Business owners face a growing risk of check fraud as computers make it easier to create phony checks and banks allow customers to open accounts via telephone and the Internet.
The retail industry alone loses $12 billion a year to bad checks, with industry estimates attributing half of those losses to check fraud. Some industry analysts see the problem of bad checks growing as much as 25 percent annually in the years ahead.
Many businesses rely on check guarantee, check verification, and collection services to fight check fraud. But preventing acceptance of fraudulent checks in the first place is the best policy. According to a recent Ernst & Young survey, 75 percent of merchants used a third-party verification service to pre-approve checks, 16 percent used manual approval methods, and 13 percent used in-house authorization systems.
Here are some other steps to combat check fraud:
Establish a check acceptance policy.
Be sure to follow it consistently. Your policy should define acceptable forms of identification, necessary information to accompany checks, and dollar limits for check writing. Be careful: Laws in several states prohibit check acceptance policies that require a credit card number on the check.
Cashiers accepting checks should be certain the customer name, address and phone number are imprinted on the check and that they match the information on the ID. Be sure the written and numerical amounts on the check correspond. If a bank agrees to process a check with differing amounts, the written amount overrides the numerical figure.
Confirm the customer’s identification is current.
More than 50 percent of forged checks are cashed with an expired driver’s license.
Record the cashier’s ID number or initials on the check.
This information will be needed if there’s a prosecution.
Feel the check.
Merchants should also consider the “feel” of the check since most check paper has the same weight and texture. Except for those checks issued by the government, commercial checks should have a perforated edge. The type style should also be consistent and aligned.
Check the numbers.
Ninety percent of bad checks are numbered below 500. But keep in mind that there’s little to stop a customer from opening a checking account and starting checks with a higher number.
Don’t accept second- or third-party checks.
Only about one percent of the 60 billion checks written each year actually bounce. One-third of check fraud stems from closed accounts and “check kiting,” according to the Nilson Report, a news service for the payment services industry. Another 27 percent is due to counterfeit checks, 24 percent to forgery, and 12 percent to bankruptcy, and 5 percent of check fraud is attributed to other reasons.
Business owners in restaurants and hospitality businesses run a higher than average risk of check fraud. Merchants operating in industries where stolen goods — such as electronics — can easily be resold also run a higher risk of check fraud.
Collecting on bad checks can be difficult if not impossible. Nationally, less than a third of checks returned for insufficient funds are ever paid in full. But collection efforts are far more successful if the merchant acts quickly to seek payment.

ASSIGNED TASK 1: Write out the part of the check fraud passage that starts at the words "Confirm the customer’s" and ends after the words "consistent and aligned.".
ASSIGNED TASK 2: According to the check fraud passage, what share of forged checks are cashed with an expired driver's license?
ASSIGNED TASK 3:
Decide whether each statement agrees with the check fraud passage, and support each decision with a quotation from it.
(a) Some states have laws against check acceptance policies that require a credit card number on the check.
(b) If a bank processes a check whose written and numerical amounts differ, the numerical figure takes precedence.
(c) Checks issued by the government should have a perforated edge.

GIVEN DATA:
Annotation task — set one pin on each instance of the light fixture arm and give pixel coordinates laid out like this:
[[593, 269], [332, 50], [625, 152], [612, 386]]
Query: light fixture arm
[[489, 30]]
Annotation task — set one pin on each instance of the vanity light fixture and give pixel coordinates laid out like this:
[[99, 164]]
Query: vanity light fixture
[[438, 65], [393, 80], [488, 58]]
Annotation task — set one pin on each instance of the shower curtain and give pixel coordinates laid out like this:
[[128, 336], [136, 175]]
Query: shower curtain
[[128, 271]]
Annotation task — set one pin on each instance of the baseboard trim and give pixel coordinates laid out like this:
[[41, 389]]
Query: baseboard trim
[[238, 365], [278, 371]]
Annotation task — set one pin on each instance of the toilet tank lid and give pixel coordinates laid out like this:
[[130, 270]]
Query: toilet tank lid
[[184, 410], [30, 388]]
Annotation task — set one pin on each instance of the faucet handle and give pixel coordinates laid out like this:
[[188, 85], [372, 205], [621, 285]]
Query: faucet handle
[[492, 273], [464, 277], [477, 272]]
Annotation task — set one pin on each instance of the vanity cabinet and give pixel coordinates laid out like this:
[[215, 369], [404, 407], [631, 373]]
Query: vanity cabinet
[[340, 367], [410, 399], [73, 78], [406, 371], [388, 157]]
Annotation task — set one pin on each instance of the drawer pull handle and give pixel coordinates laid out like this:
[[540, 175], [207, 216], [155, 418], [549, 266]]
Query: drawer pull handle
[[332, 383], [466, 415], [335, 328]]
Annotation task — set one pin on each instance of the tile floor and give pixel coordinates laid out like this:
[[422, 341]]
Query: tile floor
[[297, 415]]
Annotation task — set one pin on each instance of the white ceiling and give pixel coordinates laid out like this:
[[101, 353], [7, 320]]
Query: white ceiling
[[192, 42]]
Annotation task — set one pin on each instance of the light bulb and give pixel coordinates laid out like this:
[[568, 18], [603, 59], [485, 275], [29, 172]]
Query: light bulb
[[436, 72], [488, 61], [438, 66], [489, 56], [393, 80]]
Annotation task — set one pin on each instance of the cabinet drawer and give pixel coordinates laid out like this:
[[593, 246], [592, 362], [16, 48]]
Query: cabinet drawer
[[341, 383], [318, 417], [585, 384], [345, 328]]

WRITTEN ANSWER 1:
Confirm the customer’s identification is current.
More than 50 percent of forged checks are cashed with an expired driver’s license.
Record the cashier’s ID number or initials on the check.
This information will be needed if there’s a prosecution.
Feel the check.
Merchants should also consider the “feel” of the check since most check paper has the same weight and texture. Except for those checks issued by the government, commercial checks should have a perforated edge. The type style should also be consistent and aligned.

WRITTEN ANSWER 2: More than 50 percent.

WRITTEN ANSWER 3:
(a) Yes: "Laws in several states prohibit check acceptance policies that require a credit card number on the check."
(b) No: "the written amount overrides the numerical figure."
(c) No: "Except for those checks issued by the government, commercial checks should have a perforated edge."